[Texto de origem]

Ainda de acordo com a docente da FCM, todos os pacientes com hemofilia tratados com terapia gênica, no Hemocentro, são classificados como graves – ou seja, que não produziam os fatores VIII ou IX e que apresentavam muitos sangramentos. Hoje, a maioria deles estão com níveis leves da doença, ou mesmo sem nenhum sinal dela, embora haja uma grande variação da resposta. Em alguns casos, houve uma diminuição ou mesmo uma perda de grande parte da expressão.

“Desde 2019, acompanhamos pacientes que, após uma única infusão da terapia gênica, nunca mais precisaram receber nenhum outro tipo de tratamento adicional, ainda que apresentassem uma resposta transitória ou pouco expressiva”, comenta a pesquisadora ao falar sobre os desafios que ainda estão colocados no tratamento da hemofilia.

[/Texto de origem]
[Material fornecido]

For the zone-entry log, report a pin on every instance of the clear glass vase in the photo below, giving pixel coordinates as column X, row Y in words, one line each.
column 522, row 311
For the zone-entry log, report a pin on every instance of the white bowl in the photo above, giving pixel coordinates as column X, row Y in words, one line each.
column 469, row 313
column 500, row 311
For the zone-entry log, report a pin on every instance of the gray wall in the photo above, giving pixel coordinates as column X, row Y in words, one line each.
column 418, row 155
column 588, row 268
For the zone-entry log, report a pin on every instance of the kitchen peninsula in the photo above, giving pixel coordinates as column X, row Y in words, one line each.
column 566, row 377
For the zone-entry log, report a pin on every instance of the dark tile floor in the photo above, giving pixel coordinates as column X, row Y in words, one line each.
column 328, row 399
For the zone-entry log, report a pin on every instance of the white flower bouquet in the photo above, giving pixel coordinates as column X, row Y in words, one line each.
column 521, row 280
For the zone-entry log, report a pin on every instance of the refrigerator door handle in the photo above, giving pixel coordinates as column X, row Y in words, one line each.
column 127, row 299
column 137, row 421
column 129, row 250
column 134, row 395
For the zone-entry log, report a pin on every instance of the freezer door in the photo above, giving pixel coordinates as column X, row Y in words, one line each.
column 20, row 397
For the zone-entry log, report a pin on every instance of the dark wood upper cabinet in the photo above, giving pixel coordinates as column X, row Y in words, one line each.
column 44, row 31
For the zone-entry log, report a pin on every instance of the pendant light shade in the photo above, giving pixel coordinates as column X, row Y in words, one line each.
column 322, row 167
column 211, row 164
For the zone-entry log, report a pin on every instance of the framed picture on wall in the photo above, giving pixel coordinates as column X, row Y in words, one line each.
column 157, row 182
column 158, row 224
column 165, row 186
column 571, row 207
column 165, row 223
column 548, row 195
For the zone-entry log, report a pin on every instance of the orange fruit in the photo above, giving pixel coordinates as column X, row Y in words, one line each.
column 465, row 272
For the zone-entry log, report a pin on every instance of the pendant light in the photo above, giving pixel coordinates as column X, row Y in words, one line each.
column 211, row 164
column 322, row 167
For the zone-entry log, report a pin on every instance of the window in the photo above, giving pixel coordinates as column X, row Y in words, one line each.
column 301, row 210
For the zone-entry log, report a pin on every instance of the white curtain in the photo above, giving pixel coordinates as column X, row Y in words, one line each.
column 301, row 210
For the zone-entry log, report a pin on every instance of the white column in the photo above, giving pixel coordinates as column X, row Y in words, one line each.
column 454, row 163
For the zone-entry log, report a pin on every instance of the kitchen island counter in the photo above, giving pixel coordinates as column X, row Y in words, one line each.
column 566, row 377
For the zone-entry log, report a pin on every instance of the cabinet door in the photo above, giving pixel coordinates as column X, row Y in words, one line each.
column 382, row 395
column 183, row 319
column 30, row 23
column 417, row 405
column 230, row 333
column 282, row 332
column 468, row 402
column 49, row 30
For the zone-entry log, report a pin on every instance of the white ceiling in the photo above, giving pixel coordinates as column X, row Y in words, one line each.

[/Material fornecido]

Seu objetivo
Responda, por favor, às perguntas abaixo com base no texto de origem:
1. Como são classificados todos os pacientes com hemofilia tratados com terapia gênica no Hemocentro?
2. Quais fatores esses pacientes não produziam?
3. Desde que ano a pesquisadora acompanha pacientes após uma única infusão da terapia gênica?
O material não tem relação com o texto de origem.

Tarefa concluída
1. São classificados como graves.
2. Os fatores VIII ou IX.
3. Desde 2019.